Exercise requirements: Your task is to reproduce the entries below word for word.

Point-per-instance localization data
┄┄┄┄┄┄
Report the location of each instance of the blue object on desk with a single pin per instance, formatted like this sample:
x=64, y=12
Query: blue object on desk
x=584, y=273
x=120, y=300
┄┄┄┄┄┄
Answer to this exercise:
Report the location of each instance of the blue object on desk with a single pin per instance, formatted like this sample:
x=64, y=12
Query: blue object on desk
x=584, y=273
x=120, y=300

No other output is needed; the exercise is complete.